MATERIAL TO PROCESS:

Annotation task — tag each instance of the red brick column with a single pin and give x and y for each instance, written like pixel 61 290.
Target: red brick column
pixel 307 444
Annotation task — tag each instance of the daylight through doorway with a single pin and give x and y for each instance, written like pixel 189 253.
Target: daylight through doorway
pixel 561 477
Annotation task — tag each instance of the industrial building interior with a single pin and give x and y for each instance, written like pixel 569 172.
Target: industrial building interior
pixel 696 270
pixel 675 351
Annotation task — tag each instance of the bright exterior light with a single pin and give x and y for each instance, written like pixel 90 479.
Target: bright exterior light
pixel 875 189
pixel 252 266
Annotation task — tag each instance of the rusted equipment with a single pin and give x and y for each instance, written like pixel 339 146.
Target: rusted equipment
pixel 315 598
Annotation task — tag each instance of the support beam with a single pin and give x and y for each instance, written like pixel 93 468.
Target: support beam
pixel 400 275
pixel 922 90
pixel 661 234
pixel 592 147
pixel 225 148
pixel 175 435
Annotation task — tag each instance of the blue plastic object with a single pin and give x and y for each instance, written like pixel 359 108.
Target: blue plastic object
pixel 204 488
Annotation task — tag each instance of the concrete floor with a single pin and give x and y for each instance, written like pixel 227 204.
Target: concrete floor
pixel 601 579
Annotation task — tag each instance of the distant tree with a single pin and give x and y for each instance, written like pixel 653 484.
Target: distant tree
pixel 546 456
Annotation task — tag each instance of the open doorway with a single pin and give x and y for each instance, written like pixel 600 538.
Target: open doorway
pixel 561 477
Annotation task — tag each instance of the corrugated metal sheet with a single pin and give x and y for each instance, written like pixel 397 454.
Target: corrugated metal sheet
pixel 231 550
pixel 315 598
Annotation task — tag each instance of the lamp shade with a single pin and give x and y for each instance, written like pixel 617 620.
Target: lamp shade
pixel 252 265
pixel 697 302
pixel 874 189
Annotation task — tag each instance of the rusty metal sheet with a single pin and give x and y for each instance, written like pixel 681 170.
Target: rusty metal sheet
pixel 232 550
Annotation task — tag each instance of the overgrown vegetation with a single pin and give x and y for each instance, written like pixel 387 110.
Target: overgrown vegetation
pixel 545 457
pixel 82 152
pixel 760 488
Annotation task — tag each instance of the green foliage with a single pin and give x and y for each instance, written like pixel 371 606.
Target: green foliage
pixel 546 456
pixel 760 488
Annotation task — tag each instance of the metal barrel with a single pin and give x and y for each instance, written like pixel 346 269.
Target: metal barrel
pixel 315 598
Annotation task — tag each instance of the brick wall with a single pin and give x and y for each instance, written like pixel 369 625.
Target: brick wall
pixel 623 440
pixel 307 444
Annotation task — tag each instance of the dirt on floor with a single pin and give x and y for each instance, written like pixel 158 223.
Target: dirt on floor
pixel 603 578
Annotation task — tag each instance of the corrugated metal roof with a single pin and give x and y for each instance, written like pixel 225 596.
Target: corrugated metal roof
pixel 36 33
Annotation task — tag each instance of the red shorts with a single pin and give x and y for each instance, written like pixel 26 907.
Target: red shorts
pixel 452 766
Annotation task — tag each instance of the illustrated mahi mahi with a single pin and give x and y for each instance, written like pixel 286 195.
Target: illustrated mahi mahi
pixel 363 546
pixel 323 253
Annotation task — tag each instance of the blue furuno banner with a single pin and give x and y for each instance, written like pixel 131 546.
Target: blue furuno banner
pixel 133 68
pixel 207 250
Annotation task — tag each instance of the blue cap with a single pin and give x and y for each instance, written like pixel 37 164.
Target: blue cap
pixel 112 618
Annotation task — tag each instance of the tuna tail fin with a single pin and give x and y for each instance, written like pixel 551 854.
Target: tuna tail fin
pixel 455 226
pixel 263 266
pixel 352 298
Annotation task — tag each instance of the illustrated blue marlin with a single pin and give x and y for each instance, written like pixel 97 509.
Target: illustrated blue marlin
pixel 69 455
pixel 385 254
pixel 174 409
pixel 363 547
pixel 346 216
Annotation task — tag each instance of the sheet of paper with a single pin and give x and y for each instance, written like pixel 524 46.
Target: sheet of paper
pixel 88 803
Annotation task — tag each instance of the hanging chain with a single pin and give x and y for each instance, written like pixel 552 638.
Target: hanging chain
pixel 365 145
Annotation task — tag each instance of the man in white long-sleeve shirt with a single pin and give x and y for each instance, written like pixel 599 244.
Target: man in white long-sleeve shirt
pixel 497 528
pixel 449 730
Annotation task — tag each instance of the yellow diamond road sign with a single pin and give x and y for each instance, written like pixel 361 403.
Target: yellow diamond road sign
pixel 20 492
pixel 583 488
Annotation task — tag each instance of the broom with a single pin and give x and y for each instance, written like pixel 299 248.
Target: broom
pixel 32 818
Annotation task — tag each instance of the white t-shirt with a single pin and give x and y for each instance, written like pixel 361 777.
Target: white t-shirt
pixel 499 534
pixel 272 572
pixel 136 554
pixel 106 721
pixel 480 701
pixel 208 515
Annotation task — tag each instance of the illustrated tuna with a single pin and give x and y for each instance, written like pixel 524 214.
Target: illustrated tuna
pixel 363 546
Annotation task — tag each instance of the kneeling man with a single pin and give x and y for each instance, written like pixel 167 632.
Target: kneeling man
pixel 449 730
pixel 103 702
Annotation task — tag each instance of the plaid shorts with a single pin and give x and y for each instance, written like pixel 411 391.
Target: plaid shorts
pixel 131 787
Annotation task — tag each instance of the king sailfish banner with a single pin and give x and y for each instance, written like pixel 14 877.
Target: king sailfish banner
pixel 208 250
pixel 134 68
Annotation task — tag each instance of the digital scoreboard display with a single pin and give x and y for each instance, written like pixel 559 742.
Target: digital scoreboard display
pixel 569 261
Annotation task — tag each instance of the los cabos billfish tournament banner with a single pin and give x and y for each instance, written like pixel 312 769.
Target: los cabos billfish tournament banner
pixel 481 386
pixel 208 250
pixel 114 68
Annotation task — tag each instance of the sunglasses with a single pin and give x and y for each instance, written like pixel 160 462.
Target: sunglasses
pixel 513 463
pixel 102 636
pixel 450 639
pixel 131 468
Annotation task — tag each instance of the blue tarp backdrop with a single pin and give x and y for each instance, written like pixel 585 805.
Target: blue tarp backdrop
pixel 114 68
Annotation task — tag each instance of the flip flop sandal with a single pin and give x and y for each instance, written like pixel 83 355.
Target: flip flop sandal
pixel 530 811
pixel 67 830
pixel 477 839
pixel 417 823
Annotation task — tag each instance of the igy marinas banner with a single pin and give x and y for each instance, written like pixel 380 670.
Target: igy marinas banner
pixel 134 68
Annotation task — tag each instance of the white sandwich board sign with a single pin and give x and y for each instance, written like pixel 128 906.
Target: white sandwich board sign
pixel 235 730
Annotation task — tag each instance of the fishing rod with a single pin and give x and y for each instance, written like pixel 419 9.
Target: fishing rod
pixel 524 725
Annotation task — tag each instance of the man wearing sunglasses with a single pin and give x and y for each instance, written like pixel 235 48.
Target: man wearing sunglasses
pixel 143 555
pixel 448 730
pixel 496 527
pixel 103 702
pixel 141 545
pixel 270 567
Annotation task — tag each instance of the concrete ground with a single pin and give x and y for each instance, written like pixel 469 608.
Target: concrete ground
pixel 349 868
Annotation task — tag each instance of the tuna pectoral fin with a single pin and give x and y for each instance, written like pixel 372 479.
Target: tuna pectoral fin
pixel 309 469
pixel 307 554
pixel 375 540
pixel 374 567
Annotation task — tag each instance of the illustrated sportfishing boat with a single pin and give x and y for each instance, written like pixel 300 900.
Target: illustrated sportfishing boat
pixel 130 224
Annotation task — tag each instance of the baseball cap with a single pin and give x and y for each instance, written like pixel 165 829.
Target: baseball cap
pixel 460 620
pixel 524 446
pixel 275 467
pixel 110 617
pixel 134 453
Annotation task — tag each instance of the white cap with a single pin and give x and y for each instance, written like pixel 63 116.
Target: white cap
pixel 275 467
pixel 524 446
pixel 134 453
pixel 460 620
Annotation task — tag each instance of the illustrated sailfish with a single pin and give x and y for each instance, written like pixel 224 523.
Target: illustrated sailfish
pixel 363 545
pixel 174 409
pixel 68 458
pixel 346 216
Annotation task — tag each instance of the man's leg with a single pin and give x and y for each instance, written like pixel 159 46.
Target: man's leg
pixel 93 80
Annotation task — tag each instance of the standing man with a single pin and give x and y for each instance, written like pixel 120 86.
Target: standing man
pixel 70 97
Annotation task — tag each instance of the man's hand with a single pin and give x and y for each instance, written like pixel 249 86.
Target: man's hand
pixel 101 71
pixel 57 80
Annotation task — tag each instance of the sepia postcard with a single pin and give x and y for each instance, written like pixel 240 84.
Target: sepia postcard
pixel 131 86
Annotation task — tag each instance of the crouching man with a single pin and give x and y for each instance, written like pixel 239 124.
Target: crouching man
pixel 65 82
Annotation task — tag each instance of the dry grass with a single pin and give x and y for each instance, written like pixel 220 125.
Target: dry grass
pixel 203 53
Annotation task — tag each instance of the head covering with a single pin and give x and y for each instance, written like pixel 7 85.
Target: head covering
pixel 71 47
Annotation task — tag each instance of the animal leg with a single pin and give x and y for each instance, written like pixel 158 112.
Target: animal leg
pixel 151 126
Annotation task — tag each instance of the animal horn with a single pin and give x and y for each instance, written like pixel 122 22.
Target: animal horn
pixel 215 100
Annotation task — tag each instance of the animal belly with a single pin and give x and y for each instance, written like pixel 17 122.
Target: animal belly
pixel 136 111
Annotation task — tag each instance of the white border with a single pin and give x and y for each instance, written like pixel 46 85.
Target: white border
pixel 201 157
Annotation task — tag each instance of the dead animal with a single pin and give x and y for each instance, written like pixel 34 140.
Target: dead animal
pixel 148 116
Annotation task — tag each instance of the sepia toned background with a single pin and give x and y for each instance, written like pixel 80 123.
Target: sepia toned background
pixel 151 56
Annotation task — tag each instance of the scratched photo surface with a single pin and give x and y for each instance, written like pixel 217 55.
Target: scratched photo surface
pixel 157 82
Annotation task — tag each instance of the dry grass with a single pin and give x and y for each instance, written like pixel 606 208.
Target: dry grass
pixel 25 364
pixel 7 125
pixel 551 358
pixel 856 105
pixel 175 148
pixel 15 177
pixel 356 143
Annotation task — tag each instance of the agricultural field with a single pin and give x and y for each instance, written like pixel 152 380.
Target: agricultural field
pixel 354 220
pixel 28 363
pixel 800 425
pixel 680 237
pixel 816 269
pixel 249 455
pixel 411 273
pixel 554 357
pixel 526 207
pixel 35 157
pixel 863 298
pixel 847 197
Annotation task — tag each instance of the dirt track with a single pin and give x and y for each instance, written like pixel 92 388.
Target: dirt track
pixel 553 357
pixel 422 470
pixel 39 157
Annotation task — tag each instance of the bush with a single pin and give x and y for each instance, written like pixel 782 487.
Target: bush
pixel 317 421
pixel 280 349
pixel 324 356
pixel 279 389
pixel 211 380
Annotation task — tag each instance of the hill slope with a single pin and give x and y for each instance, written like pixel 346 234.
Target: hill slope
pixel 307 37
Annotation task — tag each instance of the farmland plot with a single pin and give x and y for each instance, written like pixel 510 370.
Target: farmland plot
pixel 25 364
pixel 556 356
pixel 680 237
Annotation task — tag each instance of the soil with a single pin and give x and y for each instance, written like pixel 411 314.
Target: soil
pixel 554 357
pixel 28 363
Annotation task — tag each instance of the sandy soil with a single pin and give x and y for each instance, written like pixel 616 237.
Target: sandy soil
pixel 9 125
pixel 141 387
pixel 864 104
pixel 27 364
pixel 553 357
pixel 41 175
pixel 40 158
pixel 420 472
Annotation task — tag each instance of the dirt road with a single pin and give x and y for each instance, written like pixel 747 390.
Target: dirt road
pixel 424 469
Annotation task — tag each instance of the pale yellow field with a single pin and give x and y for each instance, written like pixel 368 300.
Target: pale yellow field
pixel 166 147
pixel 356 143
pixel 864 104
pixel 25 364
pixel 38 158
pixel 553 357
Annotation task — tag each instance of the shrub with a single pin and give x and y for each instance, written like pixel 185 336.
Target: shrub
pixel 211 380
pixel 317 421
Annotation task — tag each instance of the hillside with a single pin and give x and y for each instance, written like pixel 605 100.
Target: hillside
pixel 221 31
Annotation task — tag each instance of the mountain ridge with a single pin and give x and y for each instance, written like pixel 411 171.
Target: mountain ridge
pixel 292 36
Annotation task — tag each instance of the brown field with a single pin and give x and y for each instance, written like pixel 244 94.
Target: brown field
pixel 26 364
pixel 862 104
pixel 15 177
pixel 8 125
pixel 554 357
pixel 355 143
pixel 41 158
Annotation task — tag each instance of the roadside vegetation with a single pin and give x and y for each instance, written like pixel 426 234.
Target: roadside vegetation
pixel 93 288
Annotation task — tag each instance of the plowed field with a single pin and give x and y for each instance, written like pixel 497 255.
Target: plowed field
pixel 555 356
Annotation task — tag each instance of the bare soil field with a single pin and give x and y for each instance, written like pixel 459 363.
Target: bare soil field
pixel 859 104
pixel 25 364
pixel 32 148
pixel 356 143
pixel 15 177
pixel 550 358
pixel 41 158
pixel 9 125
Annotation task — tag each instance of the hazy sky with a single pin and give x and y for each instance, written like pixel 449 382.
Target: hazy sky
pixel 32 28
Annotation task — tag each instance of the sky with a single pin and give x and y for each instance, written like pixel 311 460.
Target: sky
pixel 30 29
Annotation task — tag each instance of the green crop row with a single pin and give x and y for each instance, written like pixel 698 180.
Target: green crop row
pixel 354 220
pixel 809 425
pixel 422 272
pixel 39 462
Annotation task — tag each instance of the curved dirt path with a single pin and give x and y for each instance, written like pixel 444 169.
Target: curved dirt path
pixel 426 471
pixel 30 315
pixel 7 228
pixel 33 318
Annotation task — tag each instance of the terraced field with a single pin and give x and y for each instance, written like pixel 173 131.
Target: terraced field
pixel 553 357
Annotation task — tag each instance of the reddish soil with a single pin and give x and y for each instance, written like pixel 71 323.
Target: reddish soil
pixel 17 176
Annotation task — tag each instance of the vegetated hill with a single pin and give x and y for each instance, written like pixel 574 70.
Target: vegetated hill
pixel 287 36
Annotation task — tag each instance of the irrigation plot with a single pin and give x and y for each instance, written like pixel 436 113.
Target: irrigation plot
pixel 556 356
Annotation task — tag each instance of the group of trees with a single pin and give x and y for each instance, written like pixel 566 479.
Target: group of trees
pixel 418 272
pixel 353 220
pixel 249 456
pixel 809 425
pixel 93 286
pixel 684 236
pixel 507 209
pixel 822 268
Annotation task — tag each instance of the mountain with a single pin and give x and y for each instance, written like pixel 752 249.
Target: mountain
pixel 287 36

THE EXERCISE:
Copy, unchanged, the lines above from the one containing "Annotation task — tag each instance of the white cap" through the one containing "pixel 215 100", with both of those lines included.

EXPECTED ANSWER:
Annotation task — tag each instance of the white cap with a single pin and give x and y for each instance, written like pixel 63 116.
Target: white cap
pixel 275 467
pixel 524 446
pixel 134 453
pixel 460 620
Annotation task — tag each instance of the illustrated sailfish with a single pin and give x and y for each instance, written like pixel 224 523.
Target: illustrated sailfish
pixel 363 545
pixel 174 409
pixel 68 458
pixel 346 216
Annotation task — tag each instance of the man's leg with a single pin and give x and y for each instance, written like pixel 159 46.
Target: man's leg
pixel 93 80
Annotation task — tag each instance of the standing man with a single pin and give x and y for each instance, written like pixel 120 86.
Target: standing man
pixel 70 97
Annotation task — tag each instance of the man's hand with a single pin and give x and y for each instance, written like pixel 249 86.
Target: man's hand
pixel 101 71
pixel 57 80
Annotation task — tag each instance of the sepia postcard with a single pin and give x and y for each instance, written like pixel 240 84.
Target: sepia postcard
pixel 131 86
Annotation task — tag each instance of the crouching man with a single pin and give x and y for each instance, written like pixel 239 124.
Target: crouching man
pixel 65 82
Annotation task — tag each instance of the dry grass with a single pin and give x and y for each instance, written like pixel 220 125.
Target: dry grass
pixel 203 53
Annotation task — tag each instance of the head covering with a single pin and give x and y for each instance, written like pixel 7 85.
Target: head covering
pixel 71 47
Annotation task — tag each instance of the animal leg with a single pin and give x and y for each instance, written like pixel 158 112.
Target: animal leg
pixel 151 126
Annotation task — tag each instance of the animal horn with a single pin and give x and y for each instance, written like pixel 122 22.
Target: animal horn
pixel 215 100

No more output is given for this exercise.